▶ Instructions for the task
Rescale the material below by writing out every line of it again, with each coordinate in the answers multiplied by 0.3 and rounded to the nearest whole number, halves rounded up, while all other numbers stay as they are. Omit the pictures from your reply.

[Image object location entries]
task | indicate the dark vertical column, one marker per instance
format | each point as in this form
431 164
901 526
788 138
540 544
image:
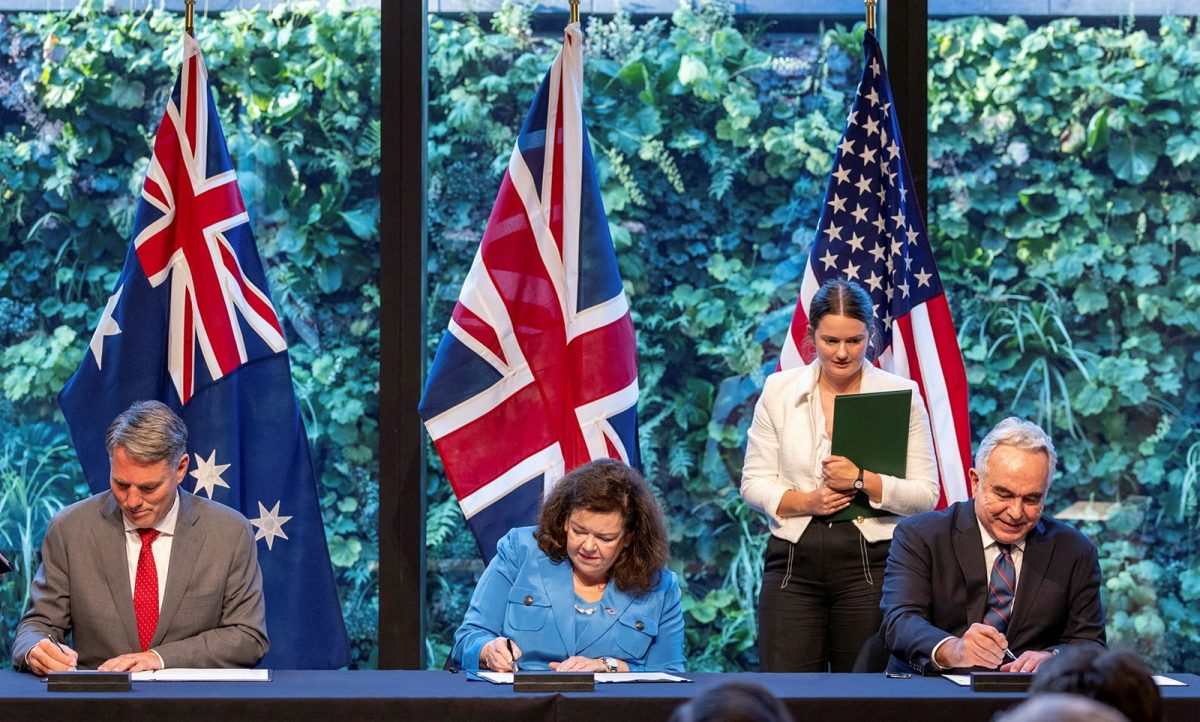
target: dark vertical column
402 56
904 34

▶ Task output
task | indicate the dark vertical column, one marker per instance
format | each point as in this form
431 164
901 526
788 138
540 544
image:
target: dark vertical column
121 17
271 10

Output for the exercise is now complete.